- **STORED DATA**
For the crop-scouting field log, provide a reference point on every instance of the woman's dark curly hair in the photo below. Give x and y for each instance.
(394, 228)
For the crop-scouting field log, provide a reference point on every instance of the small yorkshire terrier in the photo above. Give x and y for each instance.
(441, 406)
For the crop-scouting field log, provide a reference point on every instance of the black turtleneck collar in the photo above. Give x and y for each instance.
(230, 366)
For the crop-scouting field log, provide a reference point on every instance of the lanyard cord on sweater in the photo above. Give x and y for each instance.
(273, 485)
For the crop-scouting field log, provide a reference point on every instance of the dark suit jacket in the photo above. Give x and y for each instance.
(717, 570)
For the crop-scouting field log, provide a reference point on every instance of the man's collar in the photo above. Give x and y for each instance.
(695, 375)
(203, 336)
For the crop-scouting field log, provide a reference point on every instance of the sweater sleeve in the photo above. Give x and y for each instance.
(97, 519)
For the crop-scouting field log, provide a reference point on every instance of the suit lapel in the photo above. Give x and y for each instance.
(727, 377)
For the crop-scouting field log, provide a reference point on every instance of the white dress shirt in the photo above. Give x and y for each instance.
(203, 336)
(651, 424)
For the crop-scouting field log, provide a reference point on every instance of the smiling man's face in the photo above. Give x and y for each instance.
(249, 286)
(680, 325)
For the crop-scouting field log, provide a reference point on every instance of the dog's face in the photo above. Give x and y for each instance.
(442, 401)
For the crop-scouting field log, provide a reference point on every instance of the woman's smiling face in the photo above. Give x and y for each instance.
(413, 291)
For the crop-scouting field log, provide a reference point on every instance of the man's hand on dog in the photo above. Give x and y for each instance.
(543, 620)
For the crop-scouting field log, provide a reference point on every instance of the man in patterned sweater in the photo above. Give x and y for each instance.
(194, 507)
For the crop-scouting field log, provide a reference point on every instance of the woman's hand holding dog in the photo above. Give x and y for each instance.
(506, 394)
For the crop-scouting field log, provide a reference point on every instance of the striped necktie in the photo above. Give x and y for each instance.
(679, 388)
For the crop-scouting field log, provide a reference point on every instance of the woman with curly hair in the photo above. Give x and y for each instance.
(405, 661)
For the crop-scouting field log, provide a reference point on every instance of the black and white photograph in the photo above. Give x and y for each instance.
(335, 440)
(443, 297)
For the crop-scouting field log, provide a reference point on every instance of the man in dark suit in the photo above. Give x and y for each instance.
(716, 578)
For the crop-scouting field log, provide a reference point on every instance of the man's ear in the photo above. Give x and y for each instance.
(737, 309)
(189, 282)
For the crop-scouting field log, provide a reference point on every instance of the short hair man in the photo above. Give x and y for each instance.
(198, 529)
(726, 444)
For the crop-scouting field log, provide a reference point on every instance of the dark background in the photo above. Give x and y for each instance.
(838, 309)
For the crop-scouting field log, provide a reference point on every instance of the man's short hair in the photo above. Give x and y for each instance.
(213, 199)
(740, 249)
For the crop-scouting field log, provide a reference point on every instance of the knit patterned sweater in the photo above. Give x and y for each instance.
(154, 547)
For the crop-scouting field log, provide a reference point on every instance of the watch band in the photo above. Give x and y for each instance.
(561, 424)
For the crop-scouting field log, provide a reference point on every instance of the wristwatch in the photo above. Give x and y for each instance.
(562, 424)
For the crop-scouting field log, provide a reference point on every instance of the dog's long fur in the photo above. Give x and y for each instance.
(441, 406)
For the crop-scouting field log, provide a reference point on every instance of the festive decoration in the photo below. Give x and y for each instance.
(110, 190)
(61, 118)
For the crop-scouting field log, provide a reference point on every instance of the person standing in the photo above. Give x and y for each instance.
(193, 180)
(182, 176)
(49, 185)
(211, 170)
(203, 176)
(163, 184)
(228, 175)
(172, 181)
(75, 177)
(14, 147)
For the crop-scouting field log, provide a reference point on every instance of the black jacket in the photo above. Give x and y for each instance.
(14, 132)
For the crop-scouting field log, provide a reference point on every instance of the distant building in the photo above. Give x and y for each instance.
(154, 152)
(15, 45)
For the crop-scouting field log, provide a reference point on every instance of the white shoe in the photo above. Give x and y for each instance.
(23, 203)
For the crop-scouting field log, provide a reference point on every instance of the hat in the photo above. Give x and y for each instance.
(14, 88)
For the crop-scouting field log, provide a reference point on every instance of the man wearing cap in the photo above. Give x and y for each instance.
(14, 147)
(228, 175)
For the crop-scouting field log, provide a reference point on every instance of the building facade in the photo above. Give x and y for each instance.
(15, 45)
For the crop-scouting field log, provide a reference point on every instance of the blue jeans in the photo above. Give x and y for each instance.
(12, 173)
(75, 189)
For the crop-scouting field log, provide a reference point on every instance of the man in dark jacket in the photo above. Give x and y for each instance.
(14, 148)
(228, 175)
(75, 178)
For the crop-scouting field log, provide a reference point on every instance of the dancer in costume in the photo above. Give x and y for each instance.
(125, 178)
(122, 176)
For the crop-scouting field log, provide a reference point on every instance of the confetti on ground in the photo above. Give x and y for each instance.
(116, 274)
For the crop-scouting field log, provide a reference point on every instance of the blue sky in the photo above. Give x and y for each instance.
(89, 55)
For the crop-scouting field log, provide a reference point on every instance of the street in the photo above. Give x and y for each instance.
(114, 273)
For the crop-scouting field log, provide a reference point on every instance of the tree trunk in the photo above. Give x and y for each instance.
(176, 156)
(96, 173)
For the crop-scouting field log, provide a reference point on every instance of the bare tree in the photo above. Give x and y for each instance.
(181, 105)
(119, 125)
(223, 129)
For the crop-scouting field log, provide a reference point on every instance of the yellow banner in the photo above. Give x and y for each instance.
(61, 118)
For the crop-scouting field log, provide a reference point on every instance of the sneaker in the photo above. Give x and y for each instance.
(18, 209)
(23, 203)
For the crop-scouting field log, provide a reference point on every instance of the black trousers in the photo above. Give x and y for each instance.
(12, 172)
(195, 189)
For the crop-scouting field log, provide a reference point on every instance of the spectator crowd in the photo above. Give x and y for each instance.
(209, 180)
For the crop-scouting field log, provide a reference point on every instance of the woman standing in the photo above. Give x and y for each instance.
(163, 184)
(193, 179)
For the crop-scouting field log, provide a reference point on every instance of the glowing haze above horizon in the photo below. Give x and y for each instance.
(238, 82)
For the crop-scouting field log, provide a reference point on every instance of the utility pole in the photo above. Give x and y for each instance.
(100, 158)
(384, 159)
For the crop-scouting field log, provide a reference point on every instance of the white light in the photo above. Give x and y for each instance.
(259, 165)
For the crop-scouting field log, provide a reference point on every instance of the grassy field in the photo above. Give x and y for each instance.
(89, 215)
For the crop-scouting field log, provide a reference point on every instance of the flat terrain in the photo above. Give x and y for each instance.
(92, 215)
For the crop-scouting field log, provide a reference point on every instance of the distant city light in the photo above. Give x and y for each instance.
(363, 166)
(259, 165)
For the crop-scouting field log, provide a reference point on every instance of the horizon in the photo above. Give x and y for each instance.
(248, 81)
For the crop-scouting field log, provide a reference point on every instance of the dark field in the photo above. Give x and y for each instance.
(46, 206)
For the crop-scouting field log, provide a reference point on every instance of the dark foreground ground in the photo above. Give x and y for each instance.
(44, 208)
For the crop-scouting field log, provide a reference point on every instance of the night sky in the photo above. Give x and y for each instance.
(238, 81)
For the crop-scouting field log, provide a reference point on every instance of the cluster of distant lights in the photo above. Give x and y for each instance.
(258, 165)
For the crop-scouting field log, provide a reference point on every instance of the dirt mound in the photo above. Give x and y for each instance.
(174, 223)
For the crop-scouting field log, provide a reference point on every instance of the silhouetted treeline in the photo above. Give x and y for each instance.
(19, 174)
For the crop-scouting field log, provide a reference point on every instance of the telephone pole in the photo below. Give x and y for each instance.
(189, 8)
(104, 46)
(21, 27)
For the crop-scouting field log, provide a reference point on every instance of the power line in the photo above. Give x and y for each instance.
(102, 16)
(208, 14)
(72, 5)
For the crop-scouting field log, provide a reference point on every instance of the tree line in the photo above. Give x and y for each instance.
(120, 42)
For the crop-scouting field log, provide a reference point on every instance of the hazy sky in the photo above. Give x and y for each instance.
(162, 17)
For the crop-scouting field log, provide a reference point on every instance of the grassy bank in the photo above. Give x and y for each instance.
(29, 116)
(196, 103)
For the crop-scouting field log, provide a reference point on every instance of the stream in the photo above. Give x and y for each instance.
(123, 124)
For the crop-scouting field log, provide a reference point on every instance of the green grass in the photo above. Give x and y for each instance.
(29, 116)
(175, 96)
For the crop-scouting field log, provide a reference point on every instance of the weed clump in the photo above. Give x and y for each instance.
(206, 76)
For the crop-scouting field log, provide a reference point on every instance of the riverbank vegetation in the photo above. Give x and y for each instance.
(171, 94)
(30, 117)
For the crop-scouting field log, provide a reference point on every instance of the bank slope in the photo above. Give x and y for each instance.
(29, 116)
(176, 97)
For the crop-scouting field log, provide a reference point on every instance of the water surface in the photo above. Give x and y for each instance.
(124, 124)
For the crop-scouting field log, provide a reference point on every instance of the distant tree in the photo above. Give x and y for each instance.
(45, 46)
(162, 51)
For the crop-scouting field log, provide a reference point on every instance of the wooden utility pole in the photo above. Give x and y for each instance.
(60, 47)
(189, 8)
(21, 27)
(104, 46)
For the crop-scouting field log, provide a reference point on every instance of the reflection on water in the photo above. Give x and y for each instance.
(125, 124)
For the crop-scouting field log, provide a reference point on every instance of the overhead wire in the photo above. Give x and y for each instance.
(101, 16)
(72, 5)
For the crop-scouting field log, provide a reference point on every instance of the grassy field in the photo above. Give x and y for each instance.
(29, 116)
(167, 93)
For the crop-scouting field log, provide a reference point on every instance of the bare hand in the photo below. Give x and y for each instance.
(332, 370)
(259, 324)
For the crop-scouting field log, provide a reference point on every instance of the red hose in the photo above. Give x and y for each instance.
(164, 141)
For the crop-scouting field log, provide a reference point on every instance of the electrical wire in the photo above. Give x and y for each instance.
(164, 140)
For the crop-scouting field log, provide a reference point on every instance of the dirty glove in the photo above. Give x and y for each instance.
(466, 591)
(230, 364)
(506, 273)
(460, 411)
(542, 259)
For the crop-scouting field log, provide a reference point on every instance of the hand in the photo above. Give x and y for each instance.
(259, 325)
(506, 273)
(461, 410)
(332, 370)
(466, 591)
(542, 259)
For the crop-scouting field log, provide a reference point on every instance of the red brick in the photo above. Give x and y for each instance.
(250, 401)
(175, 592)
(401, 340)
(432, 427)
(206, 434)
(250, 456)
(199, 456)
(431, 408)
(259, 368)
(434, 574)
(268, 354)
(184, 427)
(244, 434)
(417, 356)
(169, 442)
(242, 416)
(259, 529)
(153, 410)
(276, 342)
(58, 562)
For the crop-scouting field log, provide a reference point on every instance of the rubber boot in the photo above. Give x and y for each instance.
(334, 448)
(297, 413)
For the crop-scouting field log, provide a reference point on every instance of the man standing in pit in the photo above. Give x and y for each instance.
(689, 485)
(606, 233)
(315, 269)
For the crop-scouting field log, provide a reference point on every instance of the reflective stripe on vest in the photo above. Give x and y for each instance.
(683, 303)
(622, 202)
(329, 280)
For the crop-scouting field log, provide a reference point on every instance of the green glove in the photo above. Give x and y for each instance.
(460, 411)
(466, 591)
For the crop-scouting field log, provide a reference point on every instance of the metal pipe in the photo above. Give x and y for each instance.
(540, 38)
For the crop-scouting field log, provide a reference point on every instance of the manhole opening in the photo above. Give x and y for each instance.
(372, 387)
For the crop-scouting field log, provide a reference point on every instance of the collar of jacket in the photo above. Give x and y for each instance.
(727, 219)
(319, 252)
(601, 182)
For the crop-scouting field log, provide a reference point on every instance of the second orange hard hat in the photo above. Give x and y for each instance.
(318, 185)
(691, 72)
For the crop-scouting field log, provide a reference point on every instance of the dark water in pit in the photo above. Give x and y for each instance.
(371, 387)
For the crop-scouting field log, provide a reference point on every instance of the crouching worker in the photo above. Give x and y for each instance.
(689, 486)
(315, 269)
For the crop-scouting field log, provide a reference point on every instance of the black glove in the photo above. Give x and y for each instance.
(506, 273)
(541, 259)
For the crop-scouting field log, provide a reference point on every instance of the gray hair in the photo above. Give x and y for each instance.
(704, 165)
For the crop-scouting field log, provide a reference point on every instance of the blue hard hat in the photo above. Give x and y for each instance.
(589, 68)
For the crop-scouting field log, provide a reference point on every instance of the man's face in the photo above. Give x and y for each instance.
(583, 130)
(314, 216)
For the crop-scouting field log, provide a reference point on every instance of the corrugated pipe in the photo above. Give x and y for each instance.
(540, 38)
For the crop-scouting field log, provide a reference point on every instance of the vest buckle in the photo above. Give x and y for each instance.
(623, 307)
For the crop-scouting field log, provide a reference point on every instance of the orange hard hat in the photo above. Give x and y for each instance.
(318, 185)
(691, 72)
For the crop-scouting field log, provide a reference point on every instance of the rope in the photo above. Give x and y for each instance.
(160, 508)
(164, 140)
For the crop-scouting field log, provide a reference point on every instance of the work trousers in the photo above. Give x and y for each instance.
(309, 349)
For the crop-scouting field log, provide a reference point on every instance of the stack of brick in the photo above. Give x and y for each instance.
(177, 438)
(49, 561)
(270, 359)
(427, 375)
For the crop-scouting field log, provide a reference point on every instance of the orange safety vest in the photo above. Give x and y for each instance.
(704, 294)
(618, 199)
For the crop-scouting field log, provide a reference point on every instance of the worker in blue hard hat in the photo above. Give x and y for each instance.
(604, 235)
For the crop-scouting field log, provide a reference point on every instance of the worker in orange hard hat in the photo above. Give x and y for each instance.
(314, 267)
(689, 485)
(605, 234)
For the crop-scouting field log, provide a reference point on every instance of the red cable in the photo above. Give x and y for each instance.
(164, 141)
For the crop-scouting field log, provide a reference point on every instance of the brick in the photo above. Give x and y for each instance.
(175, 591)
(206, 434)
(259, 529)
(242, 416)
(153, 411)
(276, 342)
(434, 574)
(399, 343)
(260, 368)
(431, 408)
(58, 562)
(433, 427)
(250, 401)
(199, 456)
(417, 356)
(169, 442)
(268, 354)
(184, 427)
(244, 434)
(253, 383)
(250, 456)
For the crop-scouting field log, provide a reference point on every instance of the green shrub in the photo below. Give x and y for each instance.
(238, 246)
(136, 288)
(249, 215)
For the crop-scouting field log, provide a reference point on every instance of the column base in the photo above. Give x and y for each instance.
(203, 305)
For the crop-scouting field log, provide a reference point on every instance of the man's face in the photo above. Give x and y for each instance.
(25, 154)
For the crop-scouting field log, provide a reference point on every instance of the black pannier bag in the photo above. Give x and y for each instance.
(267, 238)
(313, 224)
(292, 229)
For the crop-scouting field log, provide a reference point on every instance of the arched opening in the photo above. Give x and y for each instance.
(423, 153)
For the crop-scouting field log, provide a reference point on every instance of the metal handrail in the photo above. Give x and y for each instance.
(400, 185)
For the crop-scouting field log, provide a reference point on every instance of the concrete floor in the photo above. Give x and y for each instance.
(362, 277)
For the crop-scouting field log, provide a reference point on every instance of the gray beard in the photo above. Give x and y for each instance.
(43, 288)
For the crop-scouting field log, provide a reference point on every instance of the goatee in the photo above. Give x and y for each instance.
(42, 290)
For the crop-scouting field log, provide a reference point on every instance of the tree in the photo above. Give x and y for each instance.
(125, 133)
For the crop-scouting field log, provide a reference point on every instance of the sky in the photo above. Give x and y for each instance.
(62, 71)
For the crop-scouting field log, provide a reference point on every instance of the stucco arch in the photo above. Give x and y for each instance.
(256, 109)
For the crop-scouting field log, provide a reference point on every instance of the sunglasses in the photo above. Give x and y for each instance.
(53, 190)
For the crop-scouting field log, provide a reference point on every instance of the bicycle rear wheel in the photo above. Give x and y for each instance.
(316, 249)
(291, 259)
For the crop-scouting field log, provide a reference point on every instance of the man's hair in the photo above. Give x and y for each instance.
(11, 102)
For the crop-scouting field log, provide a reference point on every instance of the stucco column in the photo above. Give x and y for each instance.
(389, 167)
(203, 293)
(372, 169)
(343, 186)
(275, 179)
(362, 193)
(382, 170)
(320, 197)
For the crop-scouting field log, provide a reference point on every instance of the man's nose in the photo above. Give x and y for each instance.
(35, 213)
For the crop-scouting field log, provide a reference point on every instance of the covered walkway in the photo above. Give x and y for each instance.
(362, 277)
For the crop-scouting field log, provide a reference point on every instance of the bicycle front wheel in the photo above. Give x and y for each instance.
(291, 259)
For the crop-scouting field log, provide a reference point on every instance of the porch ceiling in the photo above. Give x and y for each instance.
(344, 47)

- **WORK REQUIRED**
Beginning at the line containing "the stucco arch", repeat each line exactly through the last line of the entries, and include no other lines.

- **FINISHED TASK**
For the crop-scouting field log, provide a reference point on every instance of the stucco arch in the photo above. Give x and y for each instance.
(256, 109)
For the crop-scouting field log, provide a reference point on every instance of the sunglasses in the photo above. Give x and y for each instance.
(53, 190)
For the crop-scouting field log, provide a reference point on every instance of the bicycle rear wheel in the photo above. Give x and y for each instance.
(316, 249)
(291, 259)
For the crop-scouting field log, provide a reference point on every instance of the man's hair in the photo above. Give x and y for each instance.
(11, 102)
For the crop-scouting field log, provide a reference point on every instance of the stucco column in the photo above. Give x and y for each instance.
(389, 167)
(203, 293)
(372, 169)
(343, 186)
(275, 179)
(362, 193)
(382, 170)
(320, 197)
For the crop-scouting field log, provide a reference point on every instance of the man's nose in the photo above. Give x and y for each instance.
(35, 213)
For the crop-scouting field log, provide a reference point on every instance of the covered walkway in the photo above. Give x and y for each instance.
(362, 277)
For the crop-scouting field log, provide a reference point on every instance of the bicycle front wheel in the photo above. Give x and y for each instance.
(291, 259)
For the crop-scouting field log, provide a reference point on every instance of the porch ceiling in the photo above. Give x and y for each instance.
(344, 47)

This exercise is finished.